* _Entries supplied_:
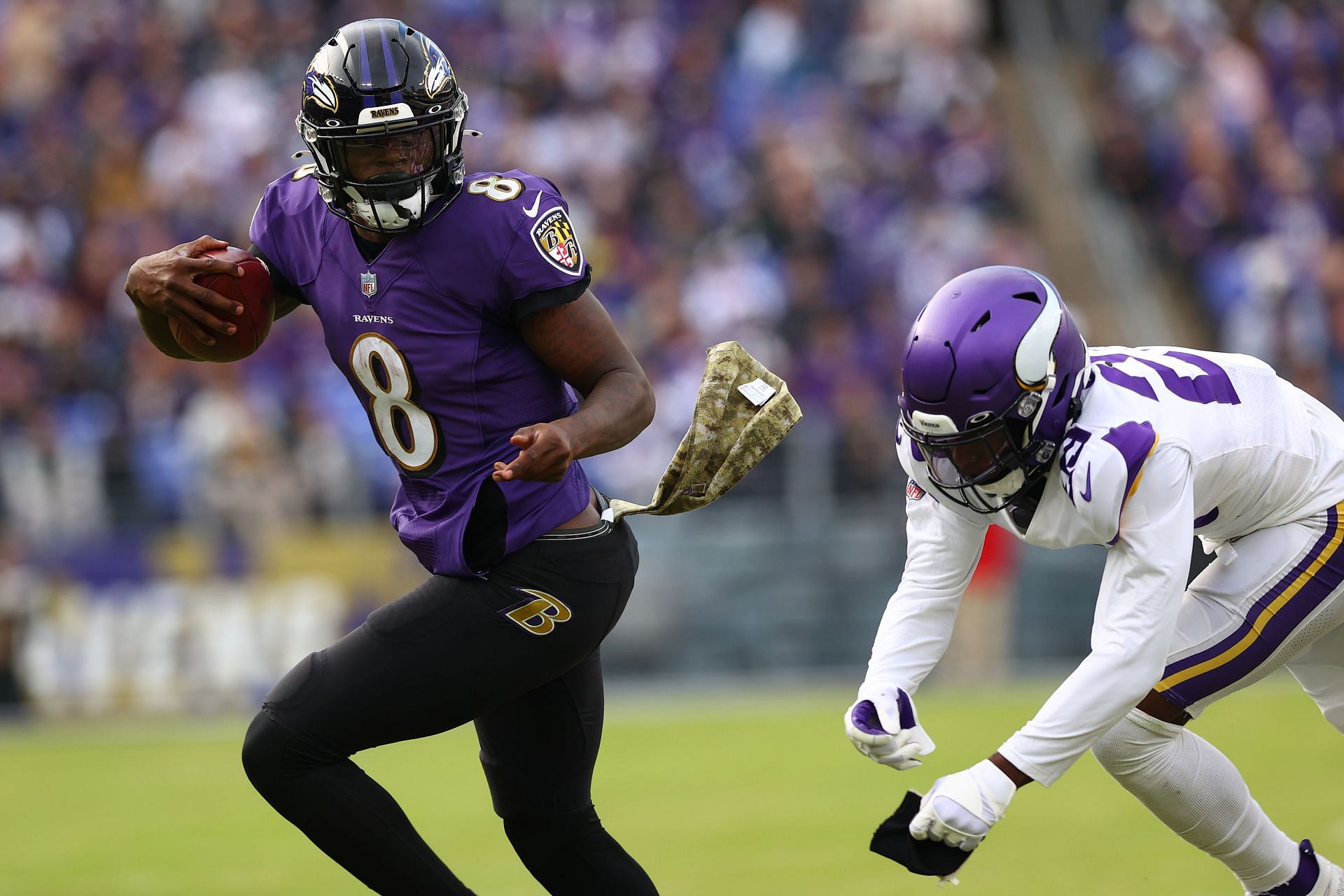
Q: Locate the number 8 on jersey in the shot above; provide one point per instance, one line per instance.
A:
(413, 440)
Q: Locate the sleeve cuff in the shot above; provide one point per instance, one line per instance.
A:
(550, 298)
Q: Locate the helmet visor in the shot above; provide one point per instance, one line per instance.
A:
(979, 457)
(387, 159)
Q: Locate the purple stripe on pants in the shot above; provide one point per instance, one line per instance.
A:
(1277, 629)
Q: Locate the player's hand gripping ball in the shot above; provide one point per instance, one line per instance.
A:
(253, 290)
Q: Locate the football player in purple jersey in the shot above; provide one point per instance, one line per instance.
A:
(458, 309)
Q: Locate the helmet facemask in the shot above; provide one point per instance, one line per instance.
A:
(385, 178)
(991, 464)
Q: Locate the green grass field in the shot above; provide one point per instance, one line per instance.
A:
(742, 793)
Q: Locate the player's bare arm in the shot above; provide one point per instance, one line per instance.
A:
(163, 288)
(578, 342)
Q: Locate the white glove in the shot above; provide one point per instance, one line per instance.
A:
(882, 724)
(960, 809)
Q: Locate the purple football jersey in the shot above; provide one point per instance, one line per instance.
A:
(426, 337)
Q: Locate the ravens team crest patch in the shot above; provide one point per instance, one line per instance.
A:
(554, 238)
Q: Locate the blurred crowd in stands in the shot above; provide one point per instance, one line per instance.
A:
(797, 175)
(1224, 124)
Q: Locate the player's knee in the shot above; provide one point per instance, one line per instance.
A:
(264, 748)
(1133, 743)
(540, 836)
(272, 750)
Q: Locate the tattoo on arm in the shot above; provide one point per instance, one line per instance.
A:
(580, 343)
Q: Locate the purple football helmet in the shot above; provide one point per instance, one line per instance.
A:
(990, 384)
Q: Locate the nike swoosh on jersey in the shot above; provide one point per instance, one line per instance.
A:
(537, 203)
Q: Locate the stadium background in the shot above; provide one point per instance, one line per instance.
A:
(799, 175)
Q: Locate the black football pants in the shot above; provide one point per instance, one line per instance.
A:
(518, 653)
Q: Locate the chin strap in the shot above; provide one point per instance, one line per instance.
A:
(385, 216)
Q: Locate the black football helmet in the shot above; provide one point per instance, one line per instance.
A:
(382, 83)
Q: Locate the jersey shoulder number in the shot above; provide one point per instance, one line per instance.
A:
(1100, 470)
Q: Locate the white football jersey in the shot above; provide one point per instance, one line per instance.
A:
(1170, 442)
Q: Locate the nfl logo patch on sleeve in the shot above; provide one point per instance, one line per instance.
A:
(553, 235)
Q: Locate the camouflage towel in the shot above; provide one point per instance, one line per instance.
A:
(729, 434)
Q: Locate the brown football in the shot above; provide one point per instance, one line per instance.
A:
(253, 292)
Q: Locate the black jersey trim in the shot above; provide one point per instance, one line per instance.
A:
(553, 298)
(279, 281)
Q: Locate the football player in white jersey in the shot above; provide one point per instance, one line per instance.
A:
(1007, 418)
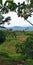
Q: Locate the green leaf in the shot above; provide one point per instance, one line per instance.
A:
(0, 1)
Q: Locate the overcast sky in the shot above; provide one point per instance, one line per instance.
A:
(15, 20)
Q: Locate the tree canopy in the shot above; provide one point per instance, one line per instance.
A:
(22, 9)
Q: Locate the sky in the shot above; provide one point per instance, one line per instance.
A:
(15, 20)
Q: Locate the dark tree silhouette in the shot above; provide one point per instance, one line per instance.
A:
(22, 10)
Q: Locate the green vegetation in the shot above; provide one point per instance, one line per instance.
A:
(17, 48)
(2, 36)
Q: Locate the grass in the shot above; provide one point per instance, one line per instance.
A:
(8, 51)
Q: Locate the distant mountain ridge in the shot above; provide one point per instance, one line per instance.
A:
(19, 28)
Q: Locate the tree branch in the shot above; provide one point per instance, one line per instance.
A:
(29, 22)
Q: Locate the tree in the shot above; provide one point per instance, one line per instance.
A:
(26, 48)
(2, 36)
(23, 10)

* * *

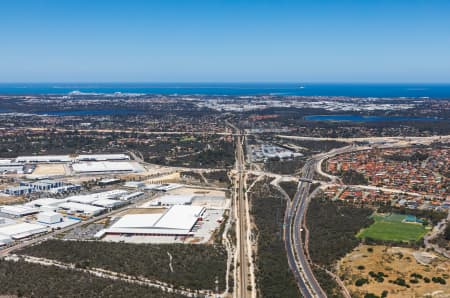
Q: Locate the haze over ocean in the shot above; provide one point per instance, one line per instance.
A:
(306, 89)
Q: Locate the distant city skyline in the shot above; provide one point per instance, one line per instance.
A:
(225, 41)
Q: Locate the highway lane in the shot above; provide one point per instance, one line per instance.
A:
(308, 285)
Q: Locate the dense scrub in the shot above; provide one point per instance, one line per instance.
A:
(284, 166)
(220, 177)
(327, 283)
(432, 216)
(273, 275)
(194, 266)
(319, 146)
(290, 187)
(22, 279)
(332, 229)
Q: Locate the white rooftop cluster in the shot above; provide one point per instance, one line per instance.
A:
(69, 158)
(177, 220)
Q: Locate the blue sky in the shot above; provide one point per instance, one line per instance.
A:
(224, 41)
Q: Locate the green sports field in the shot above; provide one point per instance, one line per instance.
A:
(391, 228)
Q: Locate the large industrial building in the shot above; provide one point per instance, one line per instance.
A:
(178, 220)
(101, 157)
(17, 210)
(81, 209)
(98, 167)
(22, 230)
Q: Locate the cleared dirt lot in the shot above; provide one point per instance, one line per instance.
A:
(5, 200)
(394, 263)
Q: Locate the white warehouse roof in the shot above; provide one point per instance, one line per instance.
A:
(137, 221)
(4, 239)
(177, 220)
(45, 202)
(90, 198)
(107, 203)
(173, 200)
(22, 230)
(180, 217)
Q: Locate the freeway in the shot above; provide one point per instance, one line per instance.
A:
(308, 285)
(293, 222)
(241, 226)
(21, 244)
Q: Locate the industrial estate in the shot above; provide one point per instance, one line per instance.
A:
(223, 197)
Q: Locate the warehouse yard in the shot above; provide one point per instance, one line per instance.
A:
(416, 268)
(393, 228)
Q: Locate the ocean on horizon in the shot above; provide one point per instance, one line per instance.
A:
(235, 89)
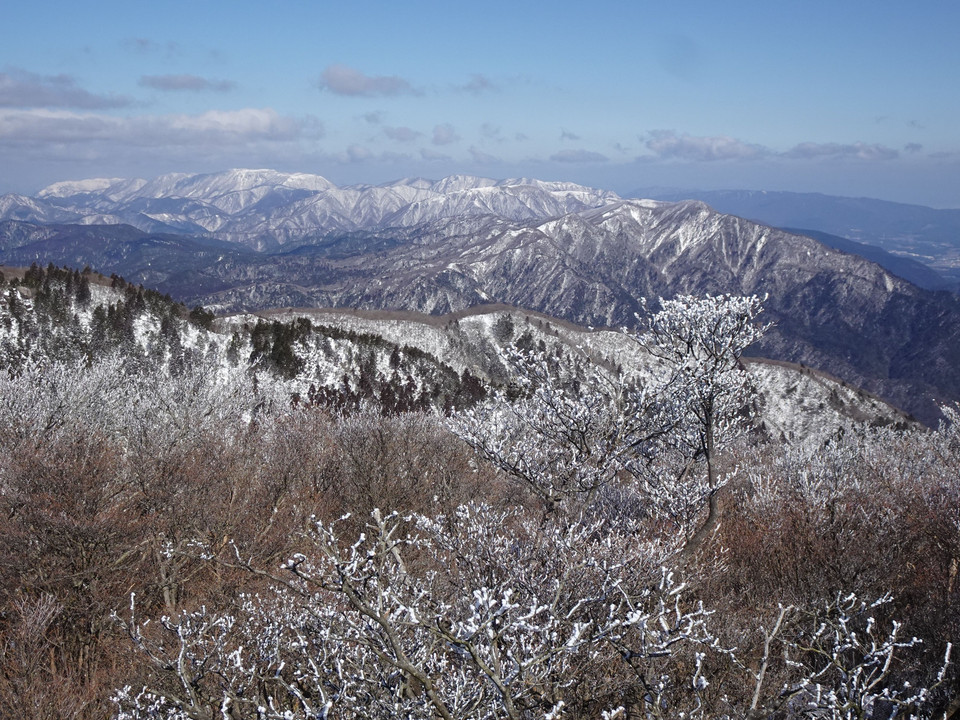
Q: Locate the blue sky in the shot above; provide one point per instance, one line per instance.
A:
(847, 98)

* _Task goal_: Pull out each line in the items above that contains the word "warehouse", and copy it unchanged.

* _Result for this task_:
Q: Locate the white warehouse roof in the shot above; provide one point per instance, one line per instance.
Q: Locate the warehouse yard in the shot above; provide one point per instance, one line per instance.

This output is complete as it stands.